■ Job 1 ■
Rescale the listing below from the line with "of the wooden" to the line with "x=380, y=168", both lines included. Reproduce these lines in full, requests included, and multiply every answer coordinate by 0.2, rounding to whole numbers with halves rounded up. Leave the sample points in the requests unchanged.

* start Document segment *

Asynchronous model fitting that allows termination in Python

Question 1

The problem

When you work with Python interactively (e.g. in an IPython shell or notebook) and run a computationally intensive operation like fitting a machine-learning model that is implemented in a native code, you cannot interrupt the operation since the native code does not return execution control to the Python interpreter until the end of the operation. The problem is not specific to machine learning, although it is typical to run a training process for which you cannot predict the training time. In case it takes longer that you expected, to stop training you need to stop the kernel and thus lose the pre-processed features and other variables stored in the memory, i.e. you cannot interrupt only a particular operation to check a simpler model, which allegedly would be fit faster.

The solution

We propose an Asynchronous Fitter design pattern that runs fitting in a separate process and communicates the results back when they are available. It allows to stop training gracefully by killing the spawned process and then run training of a simpler model. It also allows to train several models simultaneously and work in the IPython notebook during model training. Note that multithreading is probably not an option, since we cannot stop a thread that runs an uncontrolled native code.

* end Document segment *
* start Task input *

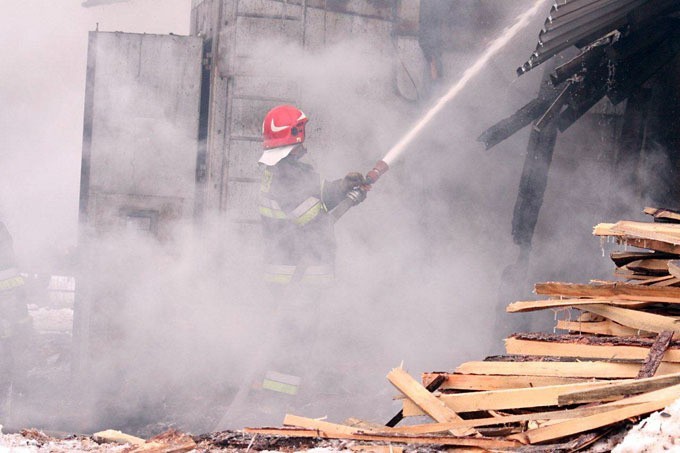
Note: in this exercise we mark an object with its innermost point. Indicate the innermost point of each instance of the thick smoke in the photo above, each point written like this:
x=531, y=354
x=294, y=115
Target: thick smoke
x=419, y=262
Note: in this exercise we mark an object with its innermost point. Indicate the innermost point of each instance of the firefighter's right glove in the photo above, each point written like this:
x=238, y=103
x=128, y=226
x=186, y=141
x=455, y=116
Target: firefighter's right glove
x=357, y=195
x=353, y=180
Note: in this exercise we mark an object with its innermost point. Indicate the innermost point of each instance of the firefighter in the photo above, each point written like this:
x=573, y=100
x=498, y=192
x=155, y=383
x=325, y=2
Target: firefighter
x=295, y=203
x=15, y=323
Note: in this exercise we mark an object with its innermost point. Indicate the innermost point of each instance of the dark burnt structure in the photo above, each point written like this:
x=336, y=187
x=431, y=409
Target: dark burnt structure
x=626, y=59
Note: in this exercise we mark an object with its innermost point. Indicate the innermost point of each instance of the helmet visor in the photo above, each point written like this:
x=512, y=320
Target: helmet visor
x=274, y=155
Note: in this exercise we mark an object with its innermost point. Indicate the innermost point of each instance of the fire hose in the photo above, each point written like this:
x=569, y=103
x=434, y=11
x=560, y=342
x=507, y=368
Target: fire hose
x=355, y=196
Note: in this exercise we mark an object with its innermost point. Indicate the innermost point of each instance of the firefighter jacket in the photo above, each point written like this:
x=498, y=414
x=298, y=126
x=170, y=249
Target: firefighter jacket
x=14, y=318
x=298, y=231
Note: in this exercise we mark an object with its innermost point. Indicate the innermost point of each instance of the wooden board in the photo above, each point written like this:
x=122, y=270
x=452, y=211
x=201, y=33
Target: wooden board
x=546, y=396
x=533, y=305
x=587, y=423
x=635, y=319
x=663, y=214
x=616, y=291
x=591, y=351
x=115, y=436
x=664, y=232
x=563, y=414
x=480, y=442
x=582, y=369
x=656, y=354
x=620, y=389
x=425, y=400
x=653, y=267
x=649, y=244
x=674, y=268
x=482, y=382
x=606, y=327
x=506, y=399
x=621, y=259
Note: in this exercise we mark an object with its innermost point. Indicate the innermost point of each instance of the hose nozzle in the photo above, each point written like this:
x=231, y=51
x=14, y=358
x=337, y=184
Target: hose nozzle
x=380, y=168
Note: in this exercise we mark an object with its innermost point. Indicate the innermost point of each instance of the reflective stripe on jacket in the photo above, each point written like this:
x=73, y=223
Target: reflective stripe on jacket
x=298, y=232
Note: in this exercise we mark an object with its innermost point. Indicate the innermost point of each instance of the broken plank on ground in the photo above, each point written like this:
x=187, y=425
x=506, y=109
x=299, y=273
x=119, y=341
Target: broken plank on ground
x=606, y=327
x=581, y=369
x=656, y=354
x=635, y=319
x=617, y=390
x=483, y=382
x=616, y=291
x=621, y=348
x=663, y=214
x=587, y=423
x=424, y=399
x=506, y=399
x=448, y=440
x=532, y=305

* end Task input *

■ Job 2 ■
Continue the text on asynchronous model fitting in Python from where it stops.

■ Task response 1 ■
Note: in this exercise we mark an object with its innermost point. Indicate the innermost point of each instance of the wooden board in the photo above, each point written like this:
x=122, y=270
x=452, y=211
x=201, y=33
Target: wooden board
x=109, y=79
x=107, y=61
x=117, y=85
x=127, y=64
x=133, y=43
x=123, y=58
x=118, y=70
x=23, y=87
x=133, y=46
x=113, y=83
x=96, y=88
x=116, y=74
x=131, y=71
x=124, y=78
x=85, y=80
x=131, y=53
x=130, y=49
x=135, y=54
x=96, y=76
x=121, y=65
x=101, y=80
x=124, y=52
Note: in this exercise we mark an object with its innermost point. Indicate the innermost point of each instance of the hose nozzle in the photo above, each point written like this:
x=231, y=51
x=14, y=358
x=337, y=184
Target: hose nozzle
x=76, y=34

■ Task response 2 ■
Here is a draft implementation:

from multiprocessing import Process, Queue
import time
class AsyncFitter(object):
 def __init__(self, model):
 self.queue = Queue()
 self.model = model
 self.proc = None
 self.start_time = None
 def fit(self, x_train, y_train):
 self.terminate()
 self.proc = Process(target=AsyncFitter.async_fit_, 
 args=(self.model, x_train, y_train, self.queue))
 self.start_time = time.time()
 self.proc.start()
 def try_get_result(self):
 if self.queue.empty():
 return None
 return self.queue.get()
 def is_alive(self):
 return self.proc is not None and self.proc.is_alive()
 def terminate(self):
 if self.proc is not None and self.proc.is_alive():
 self.proc.terminate()
 self.proc = None
 def time_elapsed(self):
 if not self.start_time:
 return 0
 return time.time() - self.start_time
 @staticmethod
 def async_fit_(model, x_train, y_train, queue):
 model.fit(x_train, y_train)
 queue.put(model)

Usage

It is easy to modify a code that uses scikit-learn to adopt the pattern. Here is an example:

import numpy as np
from sklearn.svm import SVC
model = SVC(C = 1e3, kernel='linear')
fitter = AsyncFitter(model)
x_train = np.random.rand(500, 30)
y_train = np.random.randint(0, 2, size=(500,))
fitter.fit(x_train, y_train)

You can check if training is still running by calling fitter.is_alive() and check the time currently elapsed by calling fitter.time_elapsed(). Whenever you want, you can terminate() the process or just train another model that will terminate the previous one. Finally, you can obtain the model by try_get_result(), which returns None when training is in progress.

The issues

As far as I understand, the training set is being pickled and copied, which may be a problem if it is large. Is there an easy way to avoid that? Note that training needs only read-only access to the training set.

What happens if someone loses a reference to an AsyncFitter instance that wraps a running process? Is there a way to implement an asynchronous delayed resource cleanup?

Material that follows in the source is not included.